- Task objective -
The answer should consist solely of the lines from the first one below through the line containing "Target: building facade", copied exactly.

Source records
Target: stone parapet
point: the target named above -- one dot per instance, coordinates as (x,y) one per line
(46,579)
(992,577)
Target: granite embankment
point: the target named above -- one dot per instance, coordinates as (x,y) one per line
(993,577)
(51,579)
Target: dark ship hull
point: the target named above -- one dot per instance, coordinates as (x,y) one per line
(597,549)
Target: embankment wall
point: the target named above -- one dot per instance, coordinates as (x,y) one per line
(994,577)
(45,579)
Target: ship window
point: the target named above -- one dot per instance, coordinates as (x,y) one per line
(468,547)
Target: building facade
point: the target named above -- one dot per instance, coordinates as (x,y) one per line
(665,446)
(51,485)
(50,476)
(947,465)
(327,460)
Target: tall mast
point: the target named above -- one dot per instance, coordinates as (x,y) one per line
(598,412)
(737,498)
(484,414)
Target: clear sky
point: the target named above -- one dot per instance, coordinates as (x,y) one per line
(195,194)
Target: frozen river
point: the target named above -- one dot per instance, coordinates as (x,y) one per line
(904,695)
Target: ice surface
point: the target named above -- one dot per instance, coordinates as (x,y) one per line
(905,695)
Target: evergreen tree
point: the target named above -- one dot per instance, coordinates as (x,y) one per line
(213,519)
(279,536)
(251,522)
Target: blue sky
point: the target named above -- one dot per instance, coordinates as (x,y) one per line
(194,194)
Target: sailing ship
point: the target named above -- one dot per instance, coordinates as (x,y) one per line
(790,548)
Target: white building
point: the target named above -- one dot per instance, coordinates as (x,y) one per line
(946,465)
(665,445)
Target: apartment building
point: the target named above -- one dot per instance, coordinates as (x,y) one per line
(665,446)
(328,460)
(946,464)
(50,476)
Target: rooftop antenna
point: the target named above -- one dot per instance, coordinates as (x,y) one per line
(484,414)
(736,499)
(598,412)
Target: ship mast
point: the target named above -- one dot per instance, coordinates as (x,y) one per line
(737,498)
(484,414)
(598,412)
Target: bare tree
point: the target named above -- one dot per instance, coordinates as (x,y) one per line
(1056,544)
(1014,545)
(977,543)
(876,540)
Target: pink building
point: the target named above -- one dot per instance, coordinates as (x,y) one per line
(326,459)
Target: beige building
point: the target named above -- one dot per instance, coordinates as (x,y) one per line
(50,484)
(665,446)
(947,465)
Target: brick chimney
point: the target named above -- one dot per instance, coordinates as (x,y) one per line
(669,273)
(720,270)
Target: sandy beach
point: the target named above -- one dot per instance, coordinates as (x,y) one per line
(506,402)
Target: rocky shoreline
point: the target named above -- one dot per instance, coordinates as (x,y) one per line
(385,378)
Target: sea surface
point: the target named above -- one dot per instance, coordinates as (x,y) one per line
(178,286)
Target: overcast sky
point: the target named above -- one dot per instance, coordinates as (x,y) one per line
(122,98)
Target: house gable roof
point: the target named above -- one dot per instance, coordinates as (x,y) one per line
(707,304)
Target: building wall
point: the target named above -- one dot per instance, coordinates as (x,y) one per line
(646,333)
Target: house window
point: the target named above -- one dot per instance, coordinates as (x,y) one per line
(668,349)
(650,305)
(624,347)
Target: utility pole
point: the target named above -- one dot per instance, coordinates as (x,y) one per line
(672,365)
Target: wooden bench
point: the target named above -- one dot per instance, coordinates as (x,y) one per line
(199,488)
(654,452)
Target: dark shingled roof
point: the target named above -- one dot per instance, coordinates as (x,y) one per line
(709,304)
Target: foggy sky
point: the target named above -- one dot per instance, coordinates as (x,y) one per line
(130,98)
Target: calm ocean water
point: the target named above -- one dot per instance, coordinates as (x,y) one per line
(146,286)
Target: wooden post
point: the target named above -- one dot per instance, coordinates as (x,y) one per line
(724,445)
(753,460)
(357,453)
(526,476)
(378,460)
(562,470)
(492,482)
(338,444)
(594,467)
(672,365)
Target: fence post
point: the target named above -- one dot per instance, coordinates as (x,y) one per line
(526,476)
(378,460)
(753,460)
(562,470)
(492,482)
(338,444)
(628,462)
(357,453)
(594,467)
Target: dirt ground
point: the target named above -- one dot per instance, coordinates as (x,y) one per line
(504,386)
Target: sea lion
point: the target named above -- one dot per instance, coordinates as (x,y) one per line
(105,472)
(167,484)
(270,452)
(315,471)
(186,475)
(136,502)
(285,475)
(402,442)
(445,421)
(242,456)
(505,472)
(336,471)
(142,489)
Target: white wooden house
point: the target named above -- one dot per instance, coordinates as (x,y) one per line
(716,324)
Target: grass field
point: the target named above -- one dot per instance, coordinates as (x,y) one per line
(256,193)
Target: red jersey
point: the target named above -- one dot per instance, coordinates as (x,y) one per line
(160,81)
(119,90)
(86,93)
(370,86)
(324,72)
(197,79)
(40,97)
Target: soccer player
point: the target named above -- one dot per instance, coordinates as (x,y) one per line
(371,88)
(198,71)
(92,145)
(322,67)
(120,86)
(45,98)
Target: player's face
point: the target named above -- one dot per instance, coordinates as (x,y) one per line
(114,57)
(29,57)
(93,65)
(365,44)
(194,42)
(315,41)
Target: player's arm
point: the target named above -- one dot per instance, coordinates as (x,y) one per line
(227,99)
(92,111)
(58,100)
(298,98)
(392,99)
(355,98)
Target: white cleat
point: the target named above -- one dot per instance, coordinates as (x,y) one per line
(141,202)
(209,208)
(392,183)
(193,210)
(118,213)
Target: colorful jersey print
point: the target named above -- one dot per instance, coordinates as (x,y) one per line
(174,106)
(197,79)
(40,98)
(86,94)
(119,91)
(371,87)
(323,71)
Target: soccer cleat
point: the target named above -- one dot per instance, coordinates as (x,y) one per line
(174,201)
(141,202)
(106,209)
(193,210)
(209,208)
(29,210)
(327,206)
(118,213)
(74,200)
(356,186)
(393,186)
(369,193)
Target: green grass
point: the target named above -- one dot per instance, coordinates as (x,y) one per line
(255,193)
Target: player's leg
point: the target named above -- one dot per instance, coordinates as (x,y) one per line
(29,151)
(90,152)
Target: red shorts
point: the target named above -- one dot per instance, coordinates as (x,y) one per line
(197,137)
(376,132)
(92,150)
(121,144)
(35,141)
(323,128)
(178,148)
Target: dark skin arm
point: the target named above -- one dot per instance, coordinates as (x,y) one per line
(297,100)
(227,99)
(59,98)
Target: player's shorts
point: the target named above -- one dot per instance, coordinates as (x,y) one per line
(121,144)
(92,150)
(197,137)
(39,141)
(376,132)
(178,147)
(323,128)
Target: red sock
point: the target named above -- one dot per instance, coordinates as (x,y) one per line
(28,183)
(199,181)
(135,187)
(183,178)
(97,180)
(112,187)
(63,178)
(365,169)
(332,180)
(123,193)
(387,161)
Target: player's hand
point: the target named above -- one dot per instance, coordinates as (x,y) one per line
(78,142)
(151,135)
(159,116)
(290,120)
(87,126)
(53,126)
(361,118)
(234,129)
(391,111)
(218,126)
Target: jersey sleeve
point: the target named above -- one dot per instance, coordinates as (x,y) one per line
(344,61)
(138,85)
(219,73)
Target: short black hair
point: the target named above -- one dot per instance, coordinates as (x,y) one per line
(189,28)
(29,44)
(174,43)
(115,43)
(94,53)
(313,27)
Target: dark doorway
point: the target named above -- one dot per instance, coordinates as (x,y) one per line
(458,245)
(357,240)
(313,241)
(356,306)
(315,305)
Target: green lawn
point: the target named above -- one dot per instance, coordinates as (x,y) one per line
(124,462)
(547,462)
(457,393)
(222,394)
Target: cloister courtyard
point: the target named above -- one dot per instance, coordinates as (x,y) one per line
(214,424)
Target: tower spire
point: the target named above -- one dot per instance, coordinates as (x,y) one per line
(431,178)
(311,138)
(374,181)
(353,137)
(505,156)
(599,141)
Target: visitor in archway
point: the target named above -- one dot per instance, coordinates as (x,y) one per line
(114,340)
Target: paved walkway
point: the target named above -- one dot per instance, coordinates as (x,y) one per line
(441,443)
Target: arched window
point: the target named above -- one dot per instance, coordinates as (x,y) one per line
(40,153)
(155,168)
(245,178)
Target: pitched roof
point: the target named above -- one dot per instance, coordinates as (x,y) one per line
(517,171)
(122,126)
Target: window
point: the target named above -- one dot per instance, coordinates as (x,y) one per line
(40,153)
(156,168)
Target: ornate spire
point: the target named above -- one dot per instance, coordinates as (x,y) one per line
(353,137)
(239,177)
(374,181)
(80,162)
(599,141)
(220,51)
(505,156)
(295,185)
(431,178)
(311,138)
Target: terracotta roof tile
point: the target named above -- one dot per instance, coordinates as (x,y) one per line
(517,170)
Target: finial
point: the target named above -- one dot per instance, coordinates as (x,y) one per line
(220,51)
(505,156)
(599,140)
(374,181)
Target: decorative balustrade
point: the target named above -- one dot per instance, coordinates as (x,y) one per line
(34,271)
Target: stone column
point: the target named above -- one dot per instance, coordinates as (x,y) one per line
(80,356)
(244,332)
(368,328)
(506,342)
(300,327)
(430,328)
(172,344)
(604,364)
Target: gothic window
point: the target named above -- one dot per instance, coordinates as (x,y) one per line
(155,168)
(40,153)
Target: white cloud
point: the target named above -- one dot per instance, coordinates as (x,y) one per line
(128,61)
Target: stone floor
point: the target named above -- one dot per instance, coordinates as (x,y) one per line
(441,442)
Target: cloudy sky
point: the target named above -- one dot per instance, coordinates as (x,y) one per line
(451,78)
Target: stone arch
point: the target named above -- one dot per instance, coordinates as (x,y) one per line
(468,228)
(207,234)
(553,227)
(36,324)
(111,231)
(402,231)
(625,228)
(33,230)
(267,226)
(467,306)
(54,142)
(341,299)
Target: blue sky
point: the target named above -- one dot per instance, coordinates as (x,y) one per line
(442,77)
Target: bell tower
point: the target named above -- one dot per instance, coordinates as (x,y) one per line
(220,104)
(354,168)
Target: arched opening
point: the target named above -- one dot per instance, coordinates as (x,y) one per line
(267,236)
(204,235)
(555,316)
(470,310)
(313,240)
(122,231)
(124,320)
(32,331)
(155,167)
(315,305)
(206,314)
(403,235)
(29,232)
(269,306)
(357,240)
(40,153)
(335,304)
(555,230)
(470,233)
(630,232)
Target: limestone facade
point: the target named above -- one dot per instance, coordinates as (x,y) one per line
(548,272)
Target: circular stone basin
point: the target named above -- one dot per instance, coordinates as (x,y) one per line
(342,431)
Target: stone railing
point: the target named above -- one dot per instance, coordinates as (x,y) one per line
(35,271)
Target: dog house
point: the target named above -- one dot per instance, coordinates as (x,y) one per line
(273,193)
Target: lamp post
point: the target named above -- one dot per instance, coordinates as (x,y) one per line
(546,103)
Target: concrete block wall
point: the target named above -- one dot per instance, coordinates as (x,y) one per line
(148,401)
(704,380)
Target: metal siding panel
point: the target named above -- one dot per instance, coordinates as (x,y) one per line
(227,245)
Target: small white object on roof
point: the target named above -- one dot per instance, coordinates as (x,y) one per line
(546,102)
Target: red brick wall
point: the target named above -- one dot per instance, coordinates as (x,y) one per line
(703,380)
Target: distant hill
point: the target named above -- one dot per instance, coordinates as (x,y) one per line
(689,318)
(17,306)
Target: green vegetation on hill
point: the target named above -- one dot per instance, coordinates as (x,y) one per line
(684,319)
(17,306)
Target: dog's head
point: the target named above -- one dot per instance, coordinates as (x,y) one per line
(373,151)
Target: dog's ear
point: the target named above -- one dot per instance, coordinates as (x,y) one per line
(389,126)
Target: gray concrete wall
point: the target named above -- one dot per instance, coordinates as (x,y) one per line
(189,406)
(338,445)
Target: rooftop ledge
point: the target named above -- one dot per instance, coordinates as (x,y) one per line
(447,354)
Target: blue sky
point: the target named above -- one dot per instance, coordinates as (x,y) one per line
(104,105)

- Reply -
Target: stone parapet
point: the target named above -- one dot per instance, coordinates as (x,y) one per line
(46,579)
(992,577)
Target: granite embankment
point: the target named above -- one dot per instance, coordinates as (x,y) one per line
(993,577)
(51,579)
Target: dark ship hull
point: the target named above -- one dot per instance, coordinates as (x,y) one per line
(597,549)
Target: embankment wall
point: the target named above -- one dot per instance, coordinates as (x,y) one per line
(994,577)
(45,579)
Target: ship window
point: the target named above -- one dot per instance, coordinates as (x,y) one per line
(468,547)
Target: building facade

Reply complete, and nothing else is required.